→ Required task
Find the line that contains "Find every instance of the lace bodice"; then retype it and each line after it, exactly, through the final line of the data below.

→ The records

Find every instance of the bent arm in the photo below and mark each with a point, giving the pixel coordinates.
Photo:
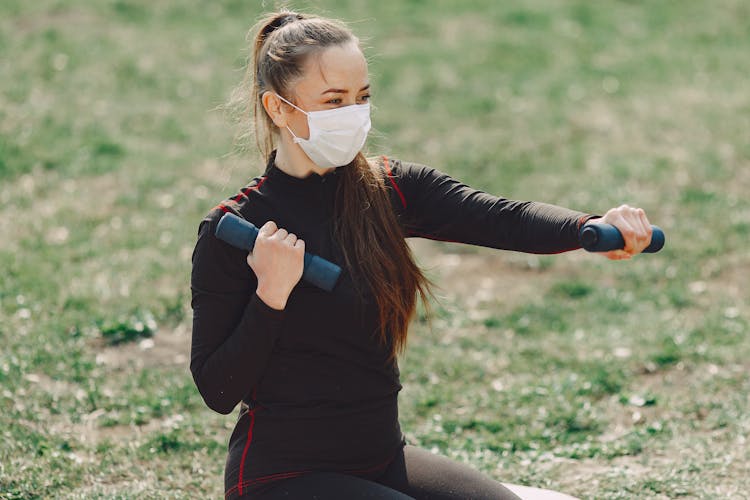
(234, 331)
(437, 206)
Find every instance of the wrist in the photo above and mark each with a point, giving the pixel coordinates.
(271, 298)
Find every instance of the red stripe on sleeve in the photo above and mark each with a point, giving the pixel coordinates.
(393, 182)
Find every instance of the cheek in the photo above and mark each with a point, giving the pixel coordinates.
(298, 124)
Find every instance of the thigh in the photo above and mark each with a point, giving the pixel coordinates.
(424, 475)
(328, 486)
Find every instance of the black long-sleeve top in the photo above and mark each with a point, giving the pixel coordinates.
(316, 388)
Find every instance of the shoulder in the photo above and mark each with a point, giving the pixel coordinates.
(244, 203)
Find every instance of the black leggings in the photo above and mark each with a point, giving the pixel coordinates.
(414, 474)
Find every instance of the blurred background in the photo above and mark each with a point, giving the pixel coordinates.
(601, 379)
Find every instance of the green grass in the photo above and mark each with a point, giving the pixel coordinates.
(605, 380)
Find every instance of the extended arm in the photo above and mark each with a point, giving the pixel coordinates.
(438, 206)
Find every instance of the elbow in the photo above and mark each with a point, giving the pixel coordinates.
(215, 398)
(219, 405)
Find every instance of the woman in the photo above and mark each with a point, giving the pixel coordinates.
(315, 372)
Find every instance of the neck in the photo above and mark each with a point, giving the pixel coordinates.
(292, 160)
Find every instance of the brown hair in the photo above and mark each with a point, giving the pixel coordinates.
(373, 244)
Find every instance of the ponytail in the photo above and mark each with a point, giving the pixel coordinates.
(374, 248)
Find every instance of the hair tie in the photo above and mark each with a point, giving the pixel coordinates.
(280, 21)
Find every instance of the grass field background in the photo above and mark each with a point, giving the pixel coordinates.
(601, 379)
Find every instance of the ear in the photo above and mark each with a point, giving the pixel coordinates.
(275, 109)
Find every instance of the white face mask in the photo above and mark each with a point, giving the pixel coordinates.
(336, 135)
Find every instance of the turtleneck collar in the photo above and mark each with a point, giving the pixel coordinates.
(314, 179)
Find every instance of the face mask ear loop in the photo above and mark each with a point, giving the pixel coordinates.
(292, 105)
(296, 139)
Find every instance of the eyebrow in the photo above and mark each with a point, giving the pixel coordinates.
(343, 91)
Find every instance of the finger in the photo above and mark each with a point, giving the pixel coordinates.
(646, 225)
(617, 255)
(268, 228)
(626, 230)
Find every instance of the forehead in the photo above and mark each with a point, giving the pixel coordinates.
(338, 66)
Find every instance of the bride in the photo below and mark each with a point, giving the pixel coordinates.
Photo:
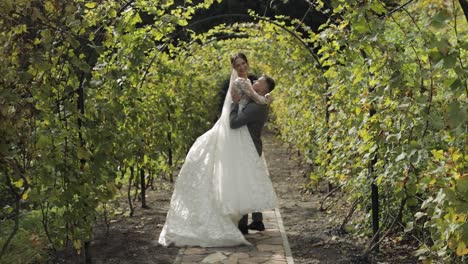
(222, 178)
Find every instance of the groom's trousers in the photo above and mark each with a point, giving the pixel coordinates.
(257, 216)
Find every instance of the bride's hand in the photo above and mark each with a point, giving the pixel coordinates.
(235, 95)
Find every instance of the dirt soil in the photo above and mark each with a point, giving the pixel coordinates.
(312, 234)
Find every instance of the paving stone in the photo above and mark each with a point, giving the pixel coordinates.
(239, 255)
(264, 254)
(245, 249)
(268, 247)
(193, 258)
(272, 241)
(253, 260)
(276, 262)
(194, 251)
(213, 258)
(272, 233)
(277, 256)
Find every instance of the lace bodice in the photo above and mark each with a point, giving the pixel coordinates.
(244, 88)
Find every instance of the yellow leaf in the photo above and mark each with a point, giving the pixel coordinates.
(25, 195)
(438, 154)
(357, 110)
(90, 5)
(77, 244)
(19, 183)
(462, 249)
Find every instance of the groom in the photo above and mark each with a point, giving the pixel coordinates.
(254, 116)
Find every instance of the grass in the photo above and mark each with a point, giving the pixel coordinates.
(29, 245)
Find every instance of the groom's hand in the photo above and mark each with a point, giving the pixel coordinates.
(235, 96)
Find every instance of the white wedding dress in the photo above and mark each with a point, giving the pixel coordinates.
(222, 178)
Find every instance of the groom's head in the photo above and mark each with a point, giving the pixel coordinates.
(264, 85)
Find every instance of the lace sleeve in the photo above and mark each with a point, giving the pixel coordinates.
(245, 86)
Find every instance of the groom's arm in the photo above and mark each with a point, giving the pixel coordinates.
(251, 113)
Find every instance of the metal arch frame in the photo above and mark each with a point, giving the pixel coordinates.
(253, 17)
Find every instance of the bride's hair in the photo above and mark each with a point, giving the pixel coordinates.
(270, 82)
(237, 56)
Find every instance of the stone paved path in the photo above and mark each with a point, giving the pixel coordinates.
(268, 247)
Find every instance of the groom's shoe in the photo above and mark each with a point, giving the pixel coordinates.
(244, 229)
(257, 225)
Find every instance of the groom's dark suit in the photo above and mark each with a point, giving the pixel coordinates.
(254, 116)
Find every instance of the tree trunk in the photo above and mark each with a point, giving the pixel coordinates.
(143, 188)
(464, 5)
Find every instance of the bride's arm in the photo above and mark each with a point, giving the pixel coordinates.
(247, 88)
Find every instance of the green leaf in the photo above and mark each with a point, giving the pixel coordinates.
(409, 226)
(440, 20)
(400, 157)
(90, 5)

→ Expected answer
Find every instance of the lace bodice in the photo above and mark each with a point, giving the pixel coordinates.
(244, 88)
Find every instance of the yellow leaf in the photo above and mark each with a point, giving the pixel coordinates.
(25, 195)
(438, 154)
(357, 110)
(90, 5)
(77, 244)
(19, 183)
(462, 249)
Find every instance of the groom in the photo above and mark each with a point, giving the pixel coordinates.
(254, 116)
Find every instance of the grass in the photo above and mark each with a point, giving the pixel coordinates.
(29, 245)
Find every instance of the groom's hand in the photo above and mark each with a point, giving the pixel coordinates.
(235, 96)
Find every instance of the white wedding dress in the photo above and mark each with a point, giving the pixel coordinates.
(222, 178)
Find every instance of the groom's head in the photo above and mark each with a point, giving the pixel coordinates.
(264, 85)
Find every instance of the lace sleeve in the photo above and mark each with a point, giving the pixel coordinates.
(245, 86)
Find every instance of the groom's arm in the photo above and mark each with a point, giving the pixel coordinates.
(251, 113)
Find every instance of the metal arch frame in the photo above and mark each with a point, giving the pixel coordinates.
(253, 17)
Find every instance of the bride's hair in the photo above and mark each with a point, giving the pixel coordinates.
(270, 82)
(237, 56)
Find every instance of the stone paved path in the photo above and mark each with a point, giving the pixel coordinates.
(268, 247)
Find every instance of the groom's shoe in the photo above and mark each with a point, giving the pixel coordinates.
(244, 229)
(257, 225)
Find every instance of the groom's dark suit in the photo above and mark each with a point, giving the pixel coordinates.
(254, 116)
Find every instance of the tree trunk in the photo above and mark each with a point, giving the pixel coordinates.
(143, 188)
(464, 5)
Find every instance of the bride's arm in the photo above and mark each with a point, giving the pixel coordinates.
(247, 88)
Find every instance of the green leaf in the photo above and mark each with a point, giving the pixel coordinates.
(409, 226)
(440, 20)
(400, 157)
(90, 5)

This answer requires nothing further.